● **TEXTO FORNECIDO**

################

Eles caminhavam sob o sol escaldante e, enquanto se aproximavam, suas formas pareciam uma continuação do deserto. As roupas esfarrapadas pareciam arbustos espinhosos enrolados nas cinturas. Estas pessoas castigadas, da tribo dos bushmen (ou bosquímanos) – quatro homens, três mulheres e uma criança – estavam se aproximando do fim de uma jornada de dois dias em busca de água.

O líder é Gana Taoxaga, um homem forte para sua idade e um dos poucos a resistir às manobras do governo local de expulsar seu povo desta reserva de caça do Botsuana, que foi a terra de seus ancestrais. Ele carregava uma lança e uma sacola de caça pendurada no ombro, que continha um graveto, um machado, arco e flechas cobertas de um veneno feito a partir de larvas de besouro.

Taoxaga estava irritado e frustrado por ter que andar tão longe para matar a sede. Ali perto havia um poço, um buraco cavado no solo que dava direto no manancial de água subterrânea. Mas o governo decidiu fechá-lo e ele supôs que fosse apenas uma outra maneira de expulsar os bushmen do deserto, que é seu lar há milênios. "O governo diz que maltratamos os animais, mas eu nasci aqui e os animais nasceram aqui, e nós vivemos muito bem juntos", diz ele.

################

● **DADOS EXTRAÍDOS**
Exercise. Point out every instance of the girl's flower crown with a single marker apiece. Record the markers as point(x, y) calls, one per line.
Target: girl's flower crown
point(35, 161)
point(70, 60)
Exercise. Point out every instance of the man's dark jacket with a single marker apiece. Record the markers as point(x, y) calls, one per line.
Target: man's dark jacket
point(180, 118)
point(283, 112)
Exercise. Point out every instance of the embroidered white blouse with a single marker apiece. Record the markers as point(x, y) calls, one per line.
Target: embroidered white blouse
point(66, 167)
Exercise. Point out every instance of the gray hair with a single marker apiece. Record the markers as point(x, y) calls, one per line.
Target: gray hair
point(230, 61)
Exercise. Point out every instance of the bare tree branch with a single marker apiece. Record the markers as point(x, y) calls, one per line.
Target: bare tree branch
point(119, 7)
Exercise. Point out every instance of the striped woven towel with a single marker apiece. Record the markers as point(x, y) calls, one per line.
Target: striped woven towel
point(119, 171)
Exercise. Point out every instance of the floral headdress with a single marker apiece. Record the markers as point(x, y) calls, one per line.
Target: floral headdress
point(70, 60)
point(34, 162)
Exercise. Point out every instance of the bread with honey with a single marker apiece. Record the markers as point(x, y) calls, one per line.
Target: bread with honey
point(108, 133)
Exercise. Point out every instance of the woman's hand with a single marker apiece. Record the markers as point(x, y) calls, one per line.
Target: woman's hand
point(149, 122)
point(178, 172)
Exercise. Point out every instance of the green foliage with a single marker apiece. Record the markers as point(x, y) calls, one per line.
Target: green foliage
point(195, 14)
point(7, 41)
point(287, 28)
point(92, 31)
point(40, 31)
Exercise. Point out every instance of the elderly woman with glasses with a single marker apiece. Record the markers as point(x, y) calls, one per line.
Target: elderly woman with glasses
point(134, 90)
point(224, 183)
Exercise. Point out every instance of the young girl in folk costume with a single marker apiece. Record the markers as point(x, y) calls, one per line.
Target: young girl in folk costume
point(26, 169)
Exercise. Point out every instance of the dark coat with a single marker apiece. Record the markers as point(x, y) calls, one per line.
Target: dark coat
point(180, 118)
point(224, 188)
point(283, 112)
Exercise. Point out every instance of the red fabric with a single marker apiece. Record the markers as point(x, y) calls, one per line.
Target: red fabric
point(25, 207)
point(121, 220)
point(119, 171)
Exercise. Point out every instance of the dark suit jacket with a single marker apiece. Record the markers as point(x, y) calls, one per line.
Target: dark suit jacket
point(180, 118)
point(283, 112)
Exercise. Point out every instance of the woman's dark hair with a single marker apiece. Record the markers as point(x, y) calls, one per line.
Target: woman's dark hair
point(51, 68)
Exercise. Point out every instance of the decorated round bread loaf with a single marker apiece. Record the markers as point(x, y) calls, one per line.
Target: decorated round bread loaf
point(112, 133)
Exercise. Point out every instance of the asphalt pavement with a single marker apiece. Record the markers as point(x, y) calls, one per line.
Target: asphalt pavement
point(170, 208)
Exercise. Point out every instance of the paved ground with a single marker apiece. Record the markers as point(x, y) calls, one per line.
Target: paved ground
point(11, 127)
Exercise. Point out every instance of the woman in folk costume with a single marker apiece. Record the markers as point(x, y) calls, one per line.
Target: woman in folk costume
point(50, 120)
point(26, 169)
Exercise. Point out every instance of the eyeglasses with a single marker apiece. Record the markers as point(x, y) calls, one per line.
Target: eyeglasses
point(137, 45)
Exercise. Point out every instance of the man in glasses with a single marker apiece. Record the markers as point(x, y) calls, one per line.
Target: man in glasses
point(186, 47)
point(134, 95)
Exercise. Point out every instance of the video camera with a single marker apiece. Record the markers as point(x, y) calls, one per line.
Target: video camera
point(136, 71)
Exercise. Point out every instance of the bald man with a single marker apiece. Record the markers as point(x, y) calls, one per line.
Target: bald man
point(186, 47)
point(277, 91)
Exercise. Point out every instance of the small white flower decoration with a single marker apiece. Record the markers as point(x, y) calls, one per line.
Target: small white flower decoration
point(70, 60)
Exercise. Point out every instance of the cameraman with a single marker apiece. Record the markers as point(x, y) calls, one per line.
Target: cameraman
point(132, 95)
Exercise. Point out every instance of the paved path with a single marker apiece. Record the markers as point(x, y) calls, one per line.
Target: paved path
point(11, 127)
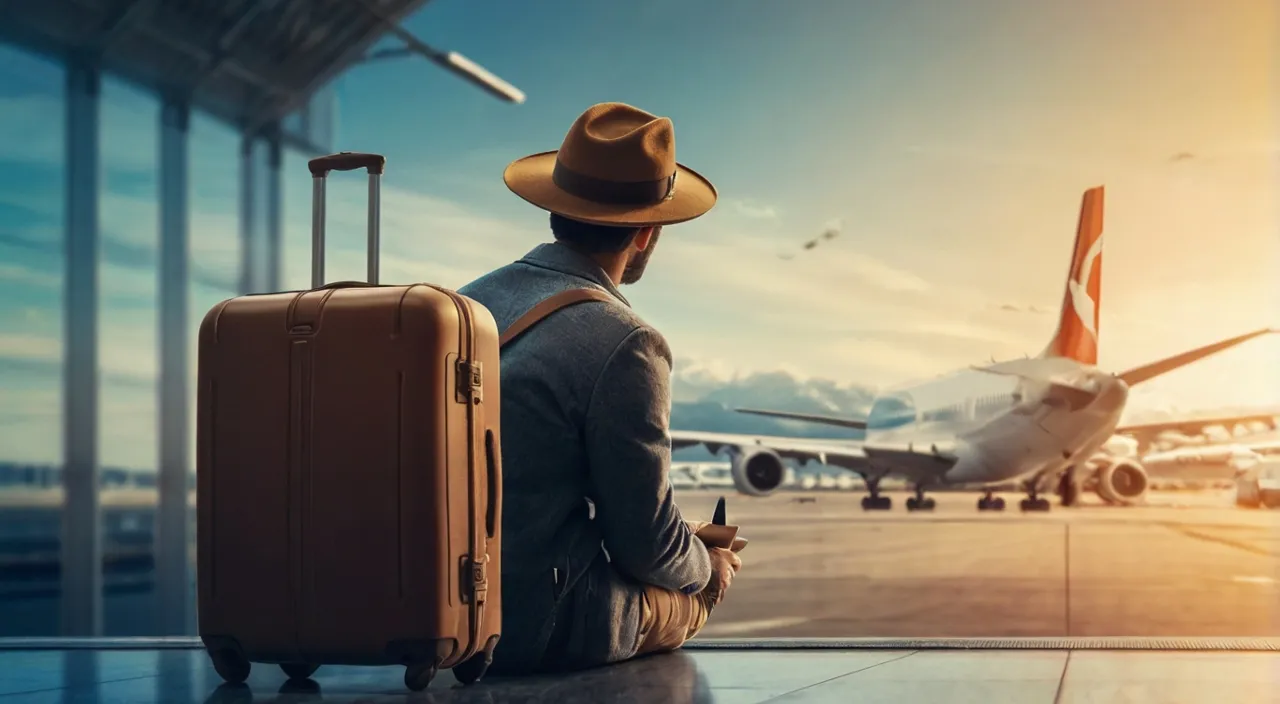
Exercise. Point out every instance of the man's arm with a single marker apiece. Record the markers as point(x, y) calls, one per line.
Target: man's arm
point(629, 453)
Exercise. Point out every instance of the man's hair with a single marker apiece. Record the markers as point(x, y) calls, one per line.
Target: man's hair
point(590, 238)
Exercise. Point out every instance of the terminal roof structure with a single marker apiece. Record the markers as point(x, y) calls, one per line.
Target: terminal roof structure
point(246, 62)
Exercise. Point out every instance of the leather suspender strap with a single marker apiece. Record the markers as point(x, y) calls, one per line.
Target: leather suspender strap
point(548, 306)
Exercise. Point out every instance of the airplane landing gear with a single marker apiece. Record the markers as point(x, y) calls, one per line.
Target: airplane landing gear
point(1033, 501)
point(991, 503)
point(874, 501)
point(919, 502)
point(1068, 488)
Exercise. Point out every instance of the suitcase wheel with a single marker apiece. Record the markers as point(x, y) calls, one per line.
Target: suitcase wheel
point(470, 671)
point(419, 676)
point(231, 666)
point(298, 671)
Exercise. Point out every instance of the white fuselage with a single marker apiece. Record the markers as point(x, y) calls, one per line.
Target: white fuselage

################

● **CONJUNTO DE EXERCÍCIOS**
[A] Segundo o texto sobre os bushmen, de que era feito o veneno que cobria as flechas de Gana Taoxaga?
[B] Escreva a continuação do texto sobre os bushmen a partir da última frase apresentada.
O material é independente e não tem relação com o texto sobre os bushmen.

● **RESULTADOS**
[A] Era feito a partir de larvas de besouro.

[B]
Início da civilização
De vida humilde, os bushmen do Kalahari central do Botsuana são muito conhecidos em todo o mundo, tendo sido tema de livros, filmes e estudos antropológicos. Eles são frequentemente retratados – ou, como muitos dizem, romanceados – como caçadores e coletores, uma ligação viva com o início da civilização.

Porém, durante décadas este povo tem sido entrincheirado em uma luta de forças sobre o seu destino, a qual muitas vezes passa despercebida na mídia. Uma saga que ficou repleta de editais e processos, com o abuso de álcool e separação de famílias – um povo aborígine desesperado com a incerteza de seu futuro .

Desde 1980, Botsuana, um país de 2 milhões de pessoas sem saída para o mar, tem persuadido e perseguido os bushmen para que deixem a reserva, com a intenção de restringir a área para aquilo que seu nome diz: um refúgio de vida selvagem sem habitantes humanos. A retenção de água é uma das táticas. Em julho, a suprema corte do país decidiu que o governo tinha todo o direito de negar o uso desse oásis moderno, o poço. Um recurso foi apresentado em setembro.

Reassentamento
Atualmente, apenas algumas centenas de bushmen vivem dentro da reserva, e alguns, como Taoxaga, ainda sobrevivem em grande parte graças aos conhecimentos herdados de seus ancestrais, como a caça de antílopes e lebres, coleta de tubérculos e melões selvagens e uso da água escondida em raízes de plantas.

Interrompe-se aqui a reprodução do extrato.